— Instructions to follow —
Pick out and copy every line below that contains the string "handle". Case counts.

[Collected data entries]

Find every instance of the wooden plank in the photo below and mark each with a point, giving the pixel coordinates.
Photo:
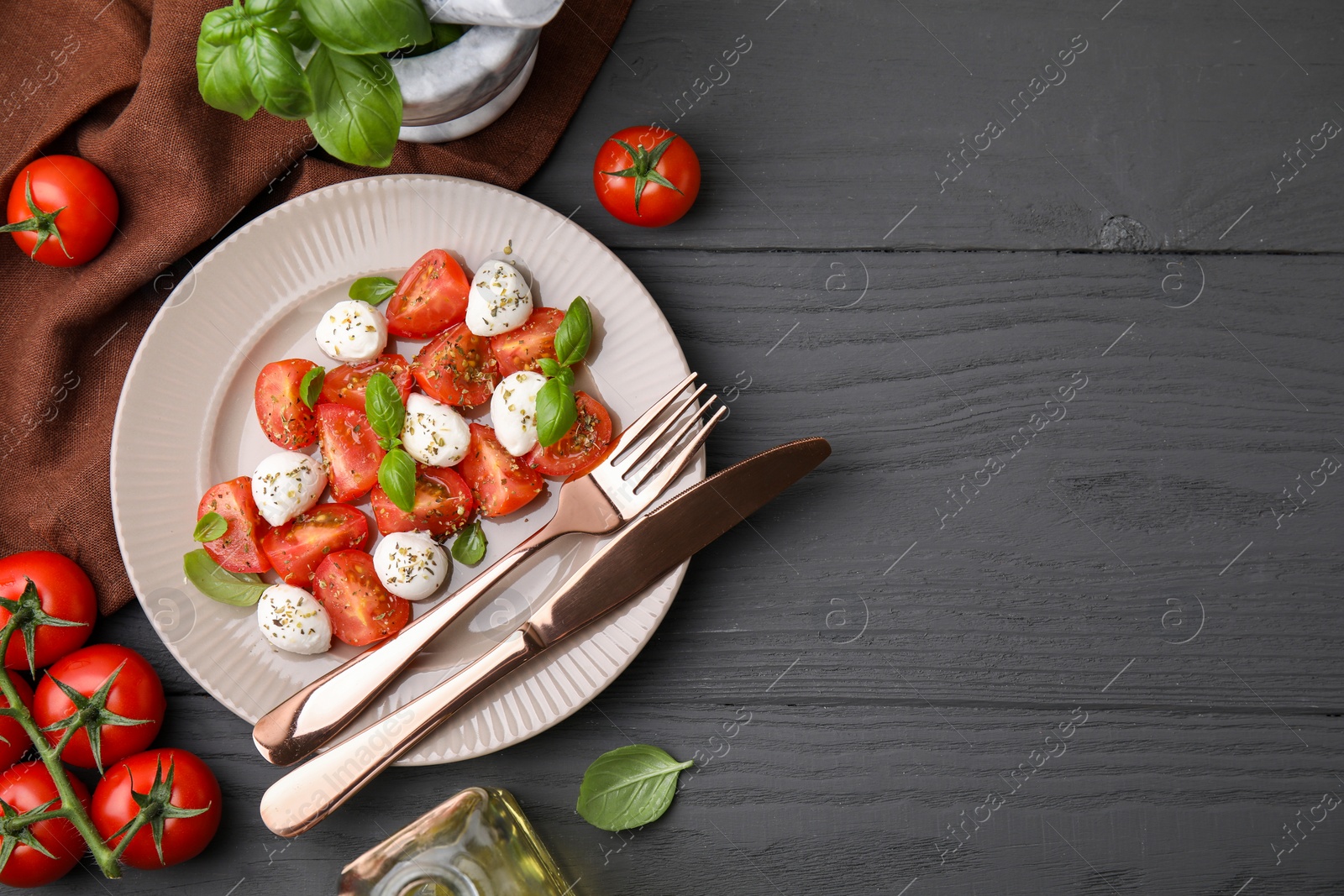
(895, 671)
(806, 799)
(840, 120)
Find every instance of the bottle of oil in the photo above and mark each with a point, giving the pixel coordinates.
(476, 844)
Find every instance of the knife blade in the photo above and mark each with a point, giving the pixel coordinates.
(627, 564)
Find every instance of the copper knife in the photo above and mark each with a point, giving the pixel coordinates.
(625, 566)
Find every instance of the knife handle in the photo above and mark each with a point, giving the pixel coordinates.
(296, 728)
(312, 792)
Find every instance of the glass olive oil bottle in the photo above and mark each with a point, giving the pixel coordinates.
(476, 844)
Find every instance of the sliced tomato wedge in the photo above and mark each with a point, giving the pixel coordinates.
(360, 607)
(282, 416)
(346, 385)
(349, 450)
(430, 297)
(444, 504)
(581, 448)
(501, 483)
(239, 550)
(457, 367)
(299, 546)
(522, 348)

---

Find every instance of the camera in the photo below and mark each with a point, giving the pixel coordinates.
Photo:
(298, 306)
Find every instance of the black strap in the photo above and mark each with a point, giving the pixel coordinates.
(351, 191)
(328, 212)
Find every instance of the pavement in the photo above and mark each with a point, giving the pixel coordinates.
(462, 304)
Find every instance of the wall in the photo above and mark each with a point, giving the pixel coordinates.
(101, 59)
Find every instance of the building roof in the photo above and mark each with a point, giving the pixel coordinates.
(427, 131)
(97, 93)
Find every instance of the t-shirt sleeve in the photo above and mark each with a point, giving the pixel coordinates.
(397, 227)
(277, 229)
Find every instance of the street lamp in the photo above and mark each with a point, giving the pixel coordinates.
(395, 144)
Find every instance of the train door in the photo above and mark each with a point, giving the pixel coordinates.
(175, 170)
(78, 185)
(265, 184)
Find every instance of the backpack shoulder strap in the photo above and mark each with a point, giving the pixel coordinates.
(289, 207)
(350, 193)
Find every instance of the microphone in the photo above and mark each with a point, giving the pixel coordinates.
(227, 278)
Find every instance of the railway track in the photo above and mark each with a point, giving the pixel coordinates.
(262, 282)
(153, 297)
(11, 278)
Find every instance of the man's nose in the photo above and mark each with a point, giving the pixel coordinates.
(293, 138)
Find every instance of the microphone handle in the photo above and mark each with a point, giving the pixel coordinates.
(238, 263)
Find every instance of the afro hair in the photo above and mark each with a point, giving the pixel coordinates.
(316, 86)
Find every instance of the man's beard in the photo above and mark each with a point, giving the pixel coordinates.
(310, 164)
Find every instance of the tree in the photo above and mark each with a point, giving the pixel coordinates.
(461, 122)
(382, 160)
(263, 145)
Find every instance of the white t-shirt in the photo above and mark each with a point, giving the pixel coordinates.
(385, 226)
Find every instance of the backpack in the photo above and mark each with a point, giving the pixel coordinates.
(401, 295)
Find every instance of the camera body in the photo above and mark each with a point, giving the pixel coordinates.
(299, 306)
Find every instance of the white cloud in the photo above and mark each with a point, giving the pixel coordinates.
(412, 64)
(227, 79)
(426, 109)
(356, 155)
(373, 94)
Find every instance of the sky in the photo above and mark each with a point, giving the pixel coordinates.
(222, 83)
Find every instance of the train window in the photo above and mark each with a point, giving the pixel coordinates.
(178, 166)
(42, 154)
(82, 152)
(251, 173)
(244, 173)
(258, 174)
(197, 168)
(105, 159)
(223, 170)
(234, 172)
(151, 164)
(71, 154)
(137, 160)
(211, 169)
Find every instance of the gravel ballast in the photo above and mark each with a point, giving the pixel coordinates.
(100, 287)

— Result of this task —
Find every instance of the knife handle in the photo above and mark each with a point, giving the pixel coordinates.
Find every instance of the microphone handle in the photo above and mark each with a point, giving the pixel coordinates.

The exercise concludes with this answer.